CHATUKUTA J: The following facts are common cause. The plaintiff is the owner of business
premises situated at defendant No 18
Shepperton Road, Graniteside, Harare.
On 16 December, 2002, the company entered into a lease agreement with
the defendant whereby the defendant leased from the plaintiff a portion of the
business premises. The lease agreement
was renewable annually. In 2005, the
parties agreed to renew the agreement every four months and would agree on the
monthly rental for the four months. In
December 2005 the rental was $40 million.
It was a term of the agreement that rent was payable on or before the
first day of each month.
Sometime in December, before the
expiry of the lease, the plaintiff prepared a draft lease agreement which was
given to the defendant. The plaintiff
was proposing that the monthly rental be increased to $120 million. The defendant was of the view that the rental
was to high. This was communicated to
the plaintiff on 15 January 2006. The
defendant offered to pay $60 million.
This was not acceptable to the plaintiff. On 24 January 2006 the plaintiff, through its
lawyers, demanded from the defendant payment of the January rental of $120
million. The defendant was given seven
days within which to remedy its alleged breach failing which the contract would
be cancelled "forthwith". On 1 February
2006, the defendant, through its lawyers, tendered a payment of $80
million being rent in the sum of $60
million and good tenancy fee in sum of $20 million. On 6 February 2006, the defendant tendered
payment of the $60 million as rent for February 2006. On 9 February 2006, the plaintiff, through
its lawyers, wrote to the defendant purportedly cancelling the lease agreement which
the defendant did not sign. It cited the
defendant's failure to pay rent timeously as the basis for the cancellation for
breach of agreement. On 6 March 2006,
the plaintiff instituted the present proceedings claiming:
(a)
----------------
**STATED GOAL**:
Could you continue the lease judgment above from the point where it stops?

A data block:
----------------
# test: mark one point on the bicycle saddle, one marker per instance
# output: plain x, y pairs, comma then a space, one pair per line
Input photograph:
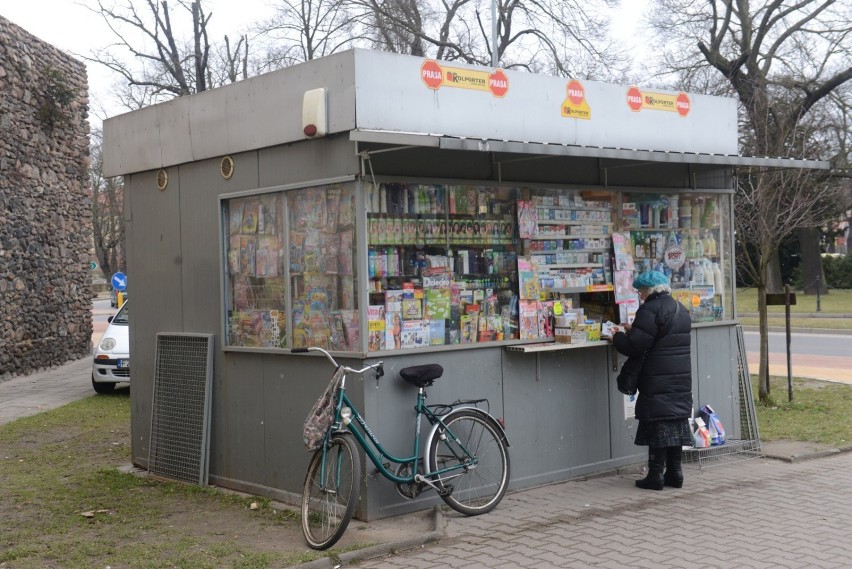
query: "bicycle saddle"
421, 376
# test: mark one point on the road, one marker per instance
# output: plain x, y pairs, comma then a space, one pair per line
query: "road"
818, 356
----------------
**IN RESPONSE**:
the
ejectment of the defendant from the premises;
(b)
cancellation
of the lease agreement entered into by the parties between 16 December 2002 and
periodically renewed up to 31 December 2005;
(c)
payment
of rentals due for January to February 2006 in the sum of $240 million;
(d)
holding
over damages in the sum of $4 million per day for the period 1 March 2006 to
date of ejectment;
(e)
interest
at the prescribed rate from the date of issue of summons to date of payment;
(f)
collection
commission calculated in accordance with By-Law 70 of the Law society of
Zimbabwe By-Laws, 1982; and
(g)
costs
on the legal practitioner scale.
The plaintiff abandoned the claim
for rentals for the months of January to February 2006.
The plaintiff submitted that the
contract prepared in December 2005, which was refused by the defendant is the
basis of the claim against defendant. It
is its contention therefore that the defendant was not a statutory tenant
because there was an agreement between the parties. I failed to see the logic of these
submissions. It is not disputed that the
last lease agreement agreed upon by the parties ended on 31 December 2006. The agreement purportedly cancelled was a
mere draft agreement. The parties did
not agree to the terms of that agreement.
A statutory tenancy of
commercial premises is one which comes into being upon expiration of the lease
either by effluxion of time or in consequence of notice duly given by the
lessor and the lessee remains in personal occupation by virtue of the
provisions of section 22(2) of Commercial
Premises (Rent) Regulations, 1983, SI676 of 1983 (the Regulations). It is therefore my view that the defendant was
as statutory tenant. This meant that by
operation of law, the original agreement together with all its terms and
conditions continued in force after 31 December 2005.
Having
said so, I perceive the real
issue for determination as whether or not the defendant was entitled to
protection offered for statutory tenants in terms of section 22(2) of the
Regulations. Section 22(2) provides
that:
"No order for the recovery of possession of commercial
premises or for the ejectment of a lessee therefrom which is based D on
the fact of the lease having expired, either by effluxion of time or in
consequence of notice duly given by the lessor, shall be made by a court, so
long as the lessee:
(a) continues to pay the rent due, within
seven days of due date; and
(b) performs the other conditions of the
lease;
unless the court is satisfied that the lessor has good
and sufficient grounds for requiring such order other than that:
(i) the lessee
has declined to agree to an increase in rent; or
(ii) the lessor wishes to lease the premises to
some other person."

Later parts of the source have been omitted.